DATA ROWS -
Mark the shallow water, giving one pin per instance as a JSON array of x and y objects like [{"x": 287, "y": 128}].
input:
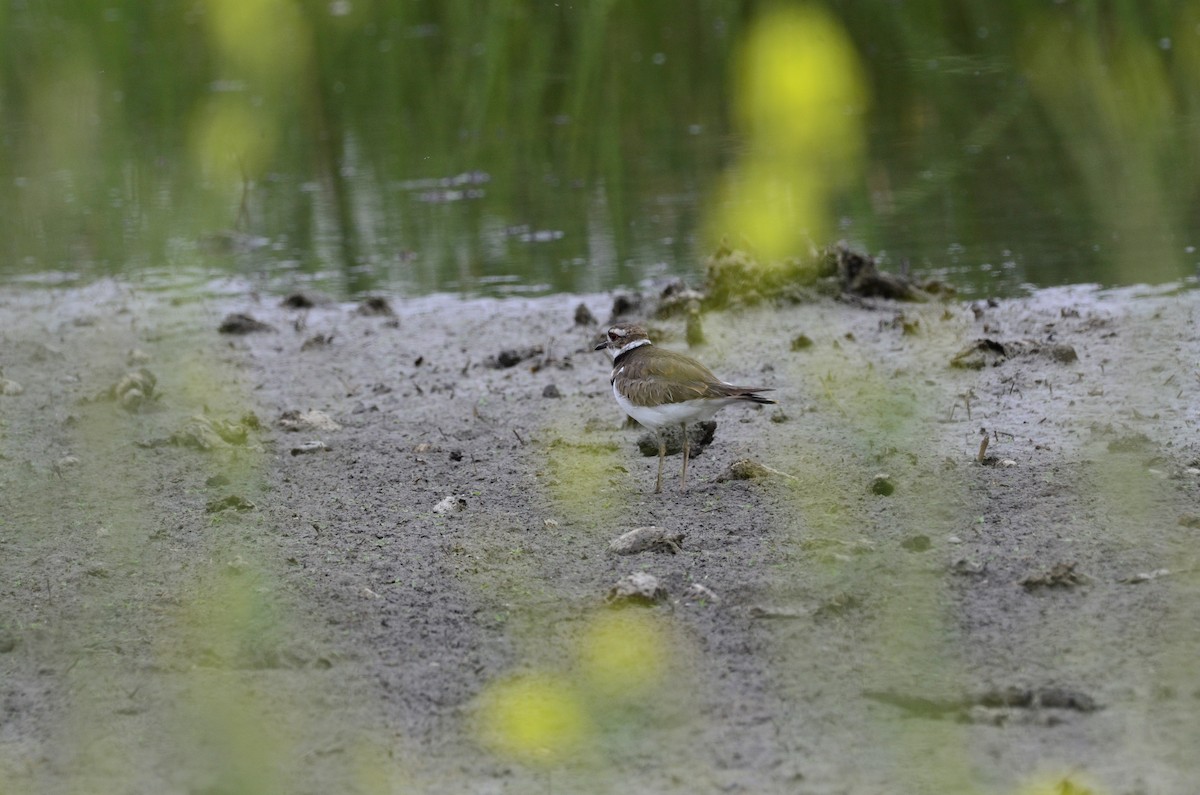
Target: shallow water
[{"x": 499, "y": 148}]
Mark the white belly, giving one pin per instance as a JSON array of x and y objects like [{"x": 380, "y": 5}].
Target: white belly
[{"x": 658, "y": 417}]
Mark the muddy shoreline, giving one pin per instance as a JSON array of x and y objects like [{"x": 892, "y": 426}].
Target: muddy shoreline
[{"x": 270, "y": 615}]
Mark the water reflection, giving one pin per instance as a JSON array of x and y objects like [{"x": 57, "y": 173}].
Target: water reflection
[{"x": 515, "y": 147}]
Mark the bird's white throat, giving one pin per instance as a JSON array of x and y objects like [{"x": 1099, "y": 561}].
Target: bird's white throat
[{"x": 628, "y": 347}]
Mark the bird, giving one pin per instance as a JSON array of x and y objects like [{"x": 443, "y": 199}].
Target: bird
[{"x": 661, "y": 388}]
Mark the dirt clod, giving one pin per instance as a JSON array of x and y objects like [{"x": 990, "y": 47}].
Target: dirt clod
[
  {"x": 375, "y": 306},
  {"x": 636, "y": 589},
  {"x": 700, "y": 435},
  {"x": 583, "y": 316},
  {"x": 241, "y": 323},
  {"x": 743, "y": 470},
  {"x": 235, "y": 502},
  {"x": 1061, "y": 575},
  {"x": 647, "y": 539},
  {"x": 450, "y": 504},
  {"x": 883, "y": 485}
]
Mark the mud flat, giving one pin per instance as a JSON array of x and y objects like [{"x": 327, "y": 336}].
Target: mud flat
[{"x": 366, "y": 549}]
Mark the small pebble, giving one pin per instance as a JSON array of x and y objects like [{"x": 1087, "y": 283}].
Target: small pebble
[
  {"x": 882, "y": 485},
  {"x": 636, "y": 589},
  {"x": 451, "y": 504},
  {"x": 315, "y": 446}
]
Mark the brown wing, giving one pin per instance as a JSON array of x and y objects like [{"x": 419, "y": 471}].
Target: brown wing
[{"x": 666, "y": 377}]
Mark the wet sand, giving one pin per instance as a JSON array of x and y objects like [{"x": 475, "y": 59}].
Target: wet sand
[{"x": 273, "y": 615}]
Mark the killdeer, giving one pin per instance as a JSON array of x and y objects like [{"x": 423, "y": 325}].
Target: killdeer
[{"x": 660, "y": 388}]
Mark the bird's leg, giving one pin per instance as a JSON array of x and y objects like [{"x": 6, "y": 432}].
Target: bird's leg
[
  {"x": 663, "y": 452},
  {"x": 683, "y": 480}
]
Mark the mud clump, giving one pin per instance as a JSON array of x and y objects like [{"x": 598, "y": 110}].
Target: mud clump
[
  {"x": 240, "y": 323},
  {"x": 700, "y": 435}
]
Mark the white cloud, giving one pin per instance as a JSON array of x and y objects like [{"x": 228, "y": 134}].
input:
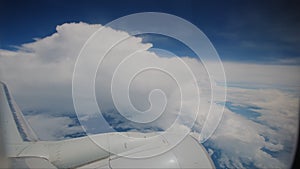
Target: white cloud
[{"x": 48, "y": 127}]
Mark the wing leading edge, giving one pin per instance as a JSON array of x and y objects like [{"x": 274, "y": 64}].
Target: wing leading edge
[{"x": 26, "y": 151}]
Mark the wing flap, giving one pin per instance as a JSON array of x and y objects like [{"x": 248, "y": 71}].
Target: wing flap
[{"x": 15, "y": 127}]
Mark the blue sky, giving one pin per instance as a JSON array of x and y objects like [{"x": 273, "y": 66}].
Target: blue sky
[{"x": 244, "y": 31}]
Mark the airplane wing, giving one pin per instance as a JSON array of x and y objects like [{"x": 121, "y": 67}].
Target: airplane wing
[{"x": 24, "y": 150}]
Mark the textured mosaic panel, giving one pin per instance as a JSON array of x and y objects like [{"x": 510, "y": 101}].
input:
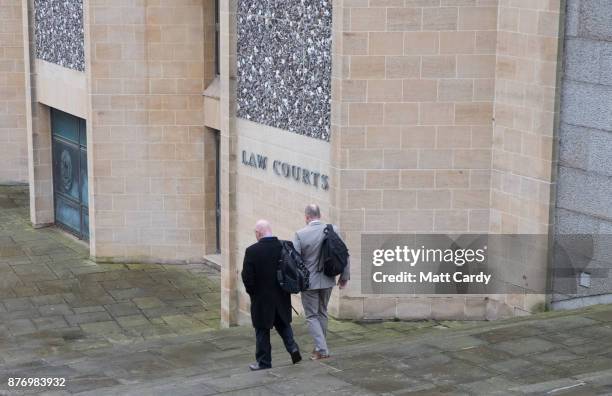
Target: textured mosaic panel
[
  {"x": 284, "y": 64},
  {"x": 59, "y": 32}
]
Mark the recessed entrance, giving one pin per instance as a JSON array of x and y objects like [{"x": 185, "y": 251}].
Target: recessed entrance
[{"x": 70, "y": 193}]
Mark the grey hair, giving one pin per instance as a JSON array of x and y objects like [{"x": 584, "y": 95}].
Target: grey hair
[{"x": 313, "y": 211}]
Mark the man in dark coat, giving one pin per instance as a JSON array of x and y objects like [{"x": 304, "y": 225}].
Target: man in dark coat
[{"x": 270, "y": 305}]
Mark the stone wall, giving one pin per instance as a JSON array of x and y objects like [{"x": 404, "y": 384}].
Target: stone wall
...
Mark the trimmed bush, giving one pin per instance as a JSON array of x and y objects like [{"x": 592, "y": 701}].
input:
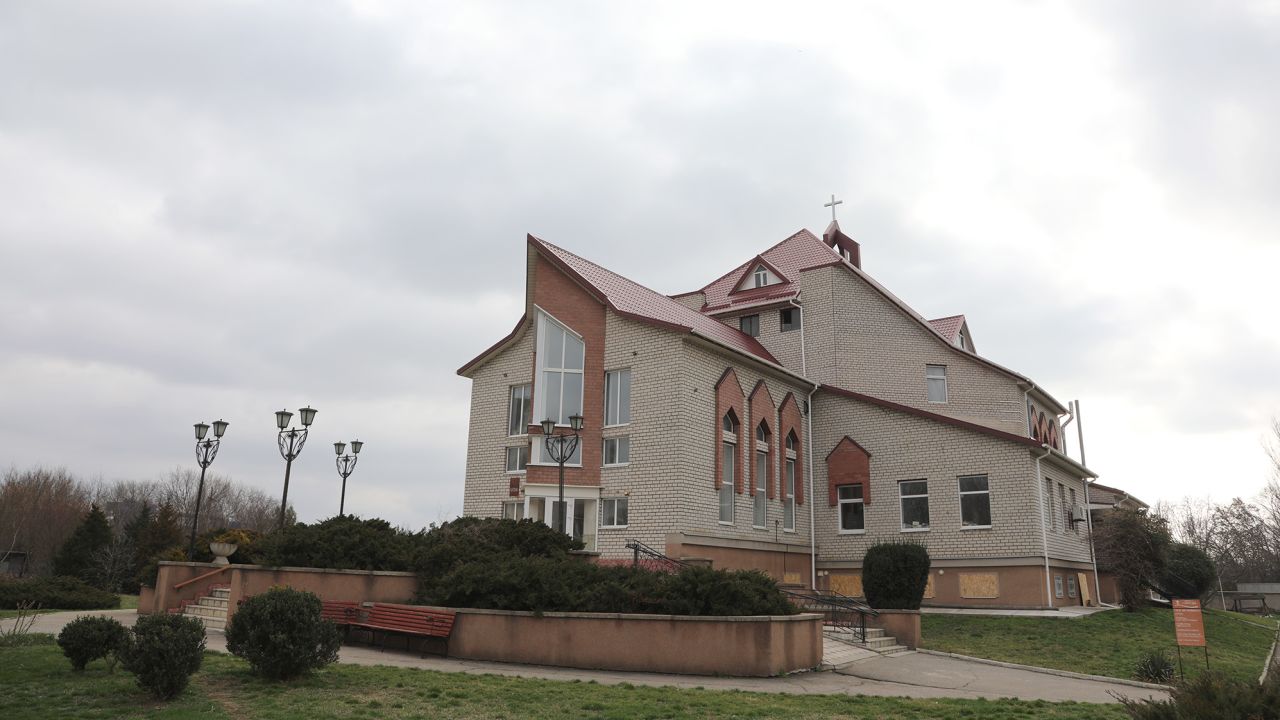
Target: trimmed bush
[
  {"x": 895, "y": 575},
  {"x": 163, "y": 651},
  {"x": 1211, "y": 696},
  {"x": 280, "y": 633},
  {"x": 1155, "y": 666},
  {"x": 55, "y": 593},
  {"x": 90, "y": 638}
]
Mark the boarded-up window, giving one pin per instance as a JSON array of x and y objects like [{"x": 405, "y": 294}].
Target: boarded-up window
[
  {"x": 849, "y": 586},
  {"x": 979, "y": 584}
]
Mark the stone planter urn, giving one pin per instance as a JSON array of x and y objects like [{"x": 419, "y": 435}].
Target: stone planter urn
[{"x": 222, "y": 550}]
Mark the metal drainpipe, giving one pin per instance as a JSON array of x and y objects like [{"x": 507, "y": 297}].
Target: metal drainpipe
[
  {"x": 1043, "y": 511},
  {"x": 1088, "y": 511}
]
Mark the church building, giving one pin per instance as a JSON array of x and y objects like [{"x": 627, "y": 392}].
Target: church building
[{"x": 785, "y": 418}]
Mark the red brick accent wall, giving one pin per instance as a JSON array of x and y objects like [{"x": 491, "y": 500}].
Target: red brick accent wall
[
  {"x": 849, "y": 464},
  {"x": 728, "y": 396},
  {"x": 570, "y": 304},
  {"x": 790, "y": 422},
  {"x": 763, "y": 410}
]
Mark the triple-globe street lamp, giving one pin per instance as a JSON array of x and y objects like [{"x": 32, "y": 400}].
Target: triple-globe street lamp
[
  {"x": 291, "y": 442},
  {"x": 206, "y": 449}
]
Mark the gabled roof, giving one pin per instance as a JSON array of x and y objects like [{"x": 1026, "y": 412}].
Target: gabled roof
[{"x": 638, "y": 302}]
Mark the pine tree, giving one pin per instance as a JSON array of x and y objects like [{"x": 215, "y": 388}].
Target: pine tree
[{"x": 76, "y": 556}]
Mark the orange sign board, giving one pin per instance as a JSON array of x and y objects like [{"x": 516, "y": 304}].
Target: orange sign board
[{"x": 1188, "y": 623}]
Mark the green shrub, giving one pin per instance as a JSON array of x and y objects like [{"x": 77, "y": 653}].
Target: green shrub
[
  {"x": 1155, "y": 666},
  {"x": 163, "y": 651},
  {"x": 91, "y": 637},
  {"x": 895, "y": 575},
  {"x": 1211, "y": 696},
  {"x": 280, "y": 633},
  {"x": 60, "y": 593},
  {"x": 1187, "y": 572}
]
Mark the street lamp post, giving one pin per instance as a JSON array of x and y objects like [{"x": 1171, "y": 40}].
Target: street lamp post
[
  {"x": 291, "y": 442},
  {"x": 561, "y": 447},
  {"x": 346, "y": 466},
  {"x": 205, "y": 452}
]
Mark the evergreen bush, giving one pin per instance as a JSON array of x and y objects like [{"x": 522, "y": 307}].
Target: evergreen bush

TASK OBJECTIVE - Can you give the data above as a numbered list, starting with the line that contains "Mark the man" and going on through the line that contains "Target: stone wall", with any blank lines left out?

TASK OUTPUT -
1. Mark the man in dark coat, giving one pin per instance as a JSON array of x and y objects like [{"x": 304, "y": 225}].
2. Target: man in dark coat
3. [{"x": 270, "y": 305}]
4. Mark the stone wall, giving one pin per instance as a JSON array of x and y objects like [{"x": 404, "y": 384}].
5. Target: stone wall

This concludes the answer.